Source passage —
[Start of Attachment]

This workflow is meant to provide instruction on creating a database of Proteograms, training an Img2Vec model, create a corpus of Proteogram embeddings, and evaluating the Proteogram approach against other popular structure search tools.

All commands below are run from the scripts/v2/ directory:

cd scripts/v2

Step 1 — Create Proteograms

Set in config.yml:

scope_structures_dir: /path/to/pdb/structures   # input .ent/.pdb files
all_proteograms_dir:  /path/to/output/proteograms
limit_file: /path/to/limit.lst                  # optional: one PDB ID per line

Run:

python create_v2_proteograms.py

Key optional flags:

  • --overwrite: Recreate proteograms even if they already exist
  • --verbose: Enable verbose output and logging
  • --save_simulated_pdb: Save the final MD simulation structure as a PDB file to a subfolder
  • --memory-efficient: Lower peak RAM at the cost of speed (for proteins > ~150 residues on constrained hardware)

Proteogram creation runs the full MD simulation pipeline (energy minimization + equilibration + 1 ns production). Expect ~5 min per protein for small domains (~50 residues) and ~1 hour for larger ones (~200 residues) on a GPU. Run multiple instances in parallel with --limit_file splits to speed this up.

This step may be used to create a single Proteogram as well for inference (including an option to save the refined structure file from the MD simulation).


Step 2 — Train the image embedding model

Separate your proteograms into train/ and eval/ subdirectories first (see create_balanced_scope_train_eval_lists.py in the scripts reference below). Set in config.yml:

training_data_dir: /path/to/proteograms        # must contain train/ and eval/ subdirs
num_epochs: 100
learning_rate: 0.001
batch_size: 8
model_file_prefix: cnn_proteogram_model

Run (pretrained ResNet18, recommended):

python train_multiple_models.py \
  --model resnet18 \
  --epochs 100 \
  --batch_size 8 \
  --lr 0.001 \
  --patience 10 \
  --val_size 0.2 \
  --tsv_file ../data/ProteogramData_SCOP_RCSB_PDBe_AnnotationsLookup_AllSCOPe208.tsv

Key optional flags:

  • --model cnn: Train a from-scratch 4-block ConvNet instead of ResNet18
  • --level class|fold|superfamily|family: SCOPe hierarchy level to classify at (default: class)

[End of Attachment]

Task 1 —
Name every key that the Proteogram workflow guide says to set in config.yml for Step 2, training the image embedding model.
Task 2 —
Continue the Proteogram workflow guide from its final line.
The segmentation mask data has no connection to the Proteogram workflow guide.

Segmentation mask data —
[Start of Attachment]

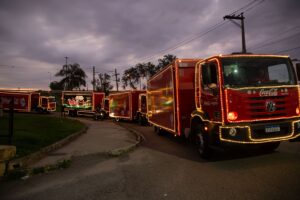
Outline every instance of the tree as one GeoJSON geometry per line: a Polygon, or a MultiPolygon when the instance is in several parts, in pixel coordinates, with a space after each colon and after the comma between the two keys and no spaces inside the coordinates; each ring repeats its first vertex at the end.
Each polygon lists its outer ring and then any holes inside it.
{"type": "Polygon", "coordinates": [[[63,90],[64,85],[61,82],[53,81],[49,85],[51,90],[63,90]]]}
{"type": "Polygon", "coordinates": [[[169,65],[171,62],[173,62],[176,59],[176,56],[172,54],[164,55],[163,58],[158,59],[158,65],[156,66],[156,72],[161,70],[162,68],[169,65]]]}
{"type": "Polygon", "coordinates": [[[132,89],[136,89],[136,85],[139,83],[140,75],[136,67],[131,67],[124,71],[122,76],[123,88],[125,89],[127,86],[132,89]]]}
{"type": "Polygon", "coordinates": [[[148,63],[145,64],[145,67],[146,67],[146,71],[147,71],[147,79],[149,79],[151,76],[156,74],[157,69],[156,69],[156,66],[153,63],[148,62],[148,63]]]}
{"type": "Polygon", "coordinates": [[[107,73],[100,73],[98,76],[99,79],[96,80],[96,90],[104,92],[105,95],[109,95],[109,91],[114,87],[110,83],[111,76],[107,73]]]}
{"type": "Polygon", "coordinates": [[[65,90],[79,89],[80,86],[86,86],[85,78],[87,76],[78,63],[63,65],[62,69],[55,76],[63,77],[60,83],[65,90]]]}
{"type": "MultiPolygon", "coordinates": [[[[157,66],[151,62],[138,63],[134,67],[125,70],[122,76],[123,88],[125,89],[129,86],[132,89],[137,89],[138,84],[140,84],[140,88],[142,88],[142,82],[144,82],[143,79],[148,80],[160,69],[173,62],[174,59],[176,59],[176,56],[168,54],[158,60],[157,66]]],[[[145,88],[145,86],[143,86],[143,88],[145,88]]]]}

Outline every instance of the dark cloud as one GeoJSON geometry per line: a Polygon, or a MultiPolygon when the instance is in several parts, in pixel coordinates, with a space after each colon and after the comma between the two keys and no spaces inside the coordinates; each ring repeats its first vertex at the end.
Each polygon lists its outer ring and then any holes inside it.
{"type": "MultiPolygon", "coordinates": [[[[276,53],[298,46],[298,0],[2,0],[0,65],[15,68],[0,66],[0,84],[46,89],[65,56],[91,79],[91,66],[121,72],[167,53],[206,57],[240,51],[240,29],[229,21],[203,33],[245,5],[249,50],[276,53]]],[[[299,49],[282,53],[300,58],[299,49]]]]}

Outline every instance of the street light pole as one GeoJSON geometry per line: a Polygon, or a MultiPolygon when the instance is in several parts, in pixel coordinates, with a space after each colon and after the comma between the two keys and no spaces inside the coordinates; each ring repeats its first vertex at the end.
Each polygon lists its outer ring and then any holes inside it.
{"type": "Polygon", "coordinates": [[[66,73],[66,81],[65,81],[65,90],[67,90],[67,84],[68,84],[68,56],[65,57],[66,59],[66,68],[65,68],[65,73],[66,73]]]}
{"type": "Polygon", "coordinates": [[[244,27],[244,19],[245,19],[244,13],[241,13],[239,15],[235,15],[235,14],[225,15],[223,19],[224,20],[225,19],[229,19],[229,20],[238,19],[238,20],[241,20],[241,25],[239,25],[239,24],[237,24],[237,25],[242,30],[242,53],[247,53],[247,50],[246,50],[246,39],[245,39],[245,27],[244,27]]]}

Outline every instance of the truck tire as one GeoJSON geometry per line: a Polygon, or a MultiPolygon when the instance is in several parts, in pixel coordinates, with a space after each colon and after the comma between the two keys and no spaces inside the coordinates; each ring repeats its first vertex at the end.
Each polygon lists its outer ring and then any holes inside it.
{"type": "Polygon", "coordinates": [[[138,124],[140,126],[143,126],[144,125],[144,122],[143,122],[143,117],[141,115],[138,115],[138,124]]]}
{"type": "Polygon", "coordinates": [[[157,134],[157,135],[163,135],[163,130],[157,126],[154,126],[154,132],[157,134]]]}
{"type": "Polygon", "coordinates": [[[262,144],[261,150],[265,152],[273,152],[277,149],[280,145],[280,142],[270,142],[266,144],[262,144]]]}
{"type": "Polygon", "coordinates": [[[201,124],[196,125],[192,137],[200,157],[204,159],[211,158],[213,150],[209,146],[209,135],[203,132],[201,124]]]}

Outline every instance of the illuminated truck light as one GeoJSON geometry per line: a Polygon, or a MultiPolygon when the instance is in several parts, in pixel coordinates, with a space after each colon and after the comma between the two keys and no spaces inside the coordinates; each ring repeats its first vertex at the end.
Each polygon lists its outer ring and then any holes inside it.
{"type": "Polygon", "coordinates": [[[228,120],[230,120],[230,121],[234,121],[234,120],[236,120],[238,118],[238,114],[237,114],[237,112],[229,112],[228,114],[227,114],[227,119],[228,120]]]}

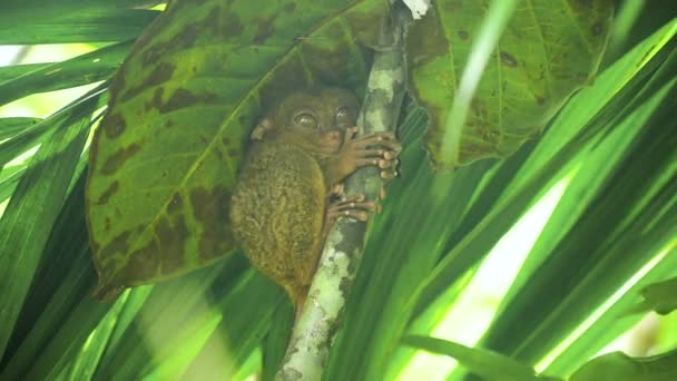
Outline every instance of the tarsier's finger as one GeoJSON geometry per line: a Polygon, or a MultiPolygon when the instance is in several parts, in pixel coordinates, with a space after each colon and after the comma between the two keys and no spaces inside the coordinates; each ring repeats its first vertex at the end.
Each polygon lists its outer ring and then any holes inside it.
{"type": "Polygon", "coordinates": [[[357,134],[357,127],[349,127],[345,129],[345,141],[347,140],[352,140],[355,137],[355,134],[357,134]]]}
{"type": "Polygon", "coordinates": [[[384,159],[379,160],[379,168],[381,168],[381,169],[394,168],[396,166],[398,166],[398,160],[384,160],[384,159]]]}
{"type": "Polygon", "coordinates": [[[335,213],[330,212],[328,217],[330,218],[349,217],[349,218],[353,218],[353,219],[357,219],[357,221],[367,221],[369,214],[366,212],[362,212],[362,211],[343,211],[343,212],[335,212],[335,213]]]}
{"type": "Polygon", "coordinates": [[[356,148],[366,148],[369,146],[383,146],[392,150],[402,150],[402,145],[395,138],[393,133],[374,133],[366,136],[362,136],[353,143],[356,148]]]}
{"type": "Polygon", "coordinates": [[[389,150],[385,150],[385,149],[375,149],[375,148],[372,148],[372,149],[356,149],[355,150],[355,156],[363,157],[363,158],[367,158],[367,157],[385,157],[385,155],[387,153],[389,153],[389,150]]]}
{"type": "Polygon", "coordinates": [[[330,189],[330,196],[338,197],[343,194],[343,190],[344,190],[343,183],[338,183],[330,189]]]}
{"type": "Polygon", "coordinates": [[[355,160],[355,166],[356,167],[366,167],[366,166],[379,166],[379,159],[377,158],[363,158],[363,159],[356,159],[355,160]]]}
{"type": "Polygon", "coordinates": [[[354,202],[363,202],[364,201],[364,194],[362,193],[356,193],[354,195],[350,195],[350,196],[344,196],[342,197],[338,202],[340,203],[354,203],[354,202]]]}
{"type": "Polygon", "coordinates": [[[398,177],[398,172],[394,169],[381,170],[381,173],[379,173],[379,176],[381,178],[383,178],[384,180],[390,180],[390,179],[398,177]]]}
{"type": "Polygon", "coordinates": [[[343,212],[343,211],[365,211],[372,212],[376,208],[374,202],[341,202],[330,206],[330,212],[343,212]]]}
{"type": "MultiPolygon", "coordinates": [[[[379,188],[379,199],[385,199],[385,186],[379,188]]],[[[381,205],[379,205],[380,207],[381,205]]]]}

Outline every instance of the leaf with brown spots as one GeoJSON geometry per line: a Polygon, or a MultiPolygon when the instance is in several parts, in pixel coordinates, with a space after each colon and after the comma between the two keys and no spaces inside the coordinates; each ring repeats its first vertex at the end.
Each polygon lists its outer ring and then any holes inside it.
{"type": "Polygon", "coordinates": [[[96,296],[233,253],[230,192],[256,118],[300,87],[362,92],[386,11],[386,0],[170,2],[116,75],[92,141],[96,296]]]}
{"type": "Polygon", "coordinates": [[[537,135],[595,76],[614,2],[520,1],[482,75],[458,150],[443,155],[454,92],[485,13],[487,1],[435,1],[408,35],[409,88],[428,109],[426,149],[441,170],[507,157],[537,135]]]}

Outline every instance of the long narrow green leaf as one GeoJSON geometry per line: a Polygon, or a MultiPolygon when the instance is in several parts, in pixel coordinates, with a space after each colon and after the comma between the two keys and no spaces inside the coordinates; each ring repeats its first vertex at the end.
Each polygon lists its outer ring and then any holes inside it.
{"type": "Polygon", "coordinates": [[[615,352],[599,356],[571,375],[571,381],[673,381],[677,379],[677,350],[650,358],[615,352]]]}
{"type": "Polygon", "coordinates": [[[21,77],[27,72],[40,70],[51,63],[21,63],[0,67],[0,84],[21,77]]]}
{"type": "Polygon", "coordinates": [[[85,100],[94,99],[94,109],[104,107],[106,101],[108,101],[108,94],[102,92],[106,87],[106,82],[101,84],[42,121],[23,129],[23,131],[11,139],[0,143],[0,167],[3,167],[17,156],[45,141],[55,130],[59,129],[60,126],[69,120],[72,115],[80,115],[80,105],[85,100]]]}
{"type": "Polygon", "coordinates": [[[0,219],[0,353],[4,352],[51,224],[85,145],[96,97],[73,108],[63,128],[40,147],[0,219]]]}
{"type": "MultiPolygon", "coordinates": [[[[1,82],[1,81],[0,81],[1,82]]],[[[0,140],[11,138],[32,125],[40,123],[40,118],[16,117],[0,119],[0,140]]]]}
{"type": "Polygon", "coordinates": [[[158,13],[100,1],[4,2],[0,45],[124,41],[140,35],[158,13]]]}
{"type": "MultiPolygon", "coordinates": [[[[642,316],[628,316],[627,311],[637,304],[639,291],[645,285],[669,277],[677,272],[677,246],[671,250],[667,248],[661,254],[663,260],[630,287],[625,295],[620,296],[611,307],[595,320],[585,332],[575,338],[563,352],[559,353],[558,348],[556,351],[548,353],[548,356],[539,363],[539,368],[547,365],[546,371],[550,374],[569,375],[585,364],[588,359],[599,353],[609,342],[635,326],[642,316]],[[551,363],[548,364],[550,361],[551,363]]],[[[579,331],[579,329],[576,331],[579,331]]],[[[577,333],[575,332],[575,334],[577,333]]]]}
{"type": "Polygon", "coordinates": [[[642,306],[666,315],[677,310],[677,277],[647,285],[641,290],[642,306]]]}
{"type": "Polygon", "coordinates": [[[426,351],[447,354],[457,359],[472,372],[492,381],[538,381],[561,380],[538,375],[533,368],[519,363],[508,356],[491,351],[473,349],[459,343],[430,336],[404,336],[402,344],[416,346],[426,351]]]}
{"type": "Polygon", "coordinates": [[[556,255],[529,279],[519,302],[499,316],[487,340],[489,348],[537,361],[677,234],[671,228],[677,216],[665,212],[677,203],[677,184],[670,185],[675,168],[669,165],[676,159],[677,139],[666,128],[676,126],[668,108],[675,97],[677,78],[627,117],[626,126],[619,126],[646,128],[581,219],[555,247],[556,255]],[[655,120],[648,118],[651,115],[655,120]],[[562,271],[566,263],[579,267],[562,271]]]}
{"type": "MultiPolygon", "coordinates": [[[[56,62],[0,82],[0,105],[33,95],[92,84],[110,77],[127,55],[131,41],[115,43],[56,62]]],[[[0,126],[0,129],[1,126],[0,126]]]]}
{"type": "Polygon", "coordinates": [[[271,322],[271,331],[268,331],[263,348],[262,381],[275,380],[275,374],[282,364],[287,343],[292,336],[294,306],[285,299],[277,305],[274,316],[275,319],[271,322]]]}
{"type": "MultiPolygon", "coordinates": [[[[16,165],[2,169],[0,173],[0,203],[4,202],[17,188],[19,179],[26,172],[24,165],[16,165]]],[[[2,214],[0,213],[0,216],[2,214]]]]}

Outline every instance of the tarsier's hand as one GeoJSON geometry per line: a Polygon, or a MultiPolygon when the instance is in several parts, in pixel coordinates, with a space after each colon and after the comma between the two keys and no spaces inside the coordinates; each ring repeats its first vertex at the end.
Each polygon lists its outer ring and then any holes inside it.
{"type": "Polygon", "coordinates": [[[398,175],[398,156],[402,145],[393,133],[374,133],[355,138],[357,127],[346,129],[343,145],[337,156],[330,163],[331,182],[336,184],[357,168],[376,166],[383,179],[398,175]]]}

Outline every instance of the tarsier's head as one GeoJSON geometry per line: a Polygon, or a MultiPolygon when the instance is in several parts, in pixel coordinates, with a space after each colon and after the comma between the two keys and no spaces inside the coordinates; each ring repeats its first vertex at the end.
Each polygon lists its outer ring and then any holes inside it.
{"type": "Polygon", "coordinates": [[[345,89],[292,92],[262,119],[252,138],[284,136],[335,153],[341,148],[346,128],[355,125],[359,111],[357,98],[345,89]]]}

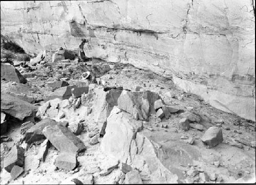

[End of Attachment]

Answer space 1 —
training_data_dir, num_epochs, learning_rate, batch_size, model_file_prefix

Answer space 2 —
  • --exclude_classes h,i,j,k,l: Comma-separated classes to exclude (useful for very small classes)
  • --overwrite: Overwrite an existing saved model file

The trained model .pt file is saved to training_data_dir with hyperparameters in the filename (e.g. cnn_proteogram_model_resnet18_lr0.001_bs8_e29.pt).


Step 3 — Create corpus embeddings

Embed all proteograms (train + eval combined) into a single portable corpus. Set in config.yml:

model_file: /path/to/cnn_proteogram_model_resnet18_lr0.001_bs8_e29.pt
embed_file: /path/to/corpus_embeddings.pkl

Run using the utility script (searches subdirectories recursively):

python ../tmp/create_corpus_embeddings.py \
  --model_file /path/to/model.pt \
  --embed_file /path/to/corpus_embeddings.pkl \
  --dirs /path/to/proteograms/train /path/to/proteograms/eval

The resulting pickle contains {filename: embedding_tensor} with filename-only keys (portable across machines).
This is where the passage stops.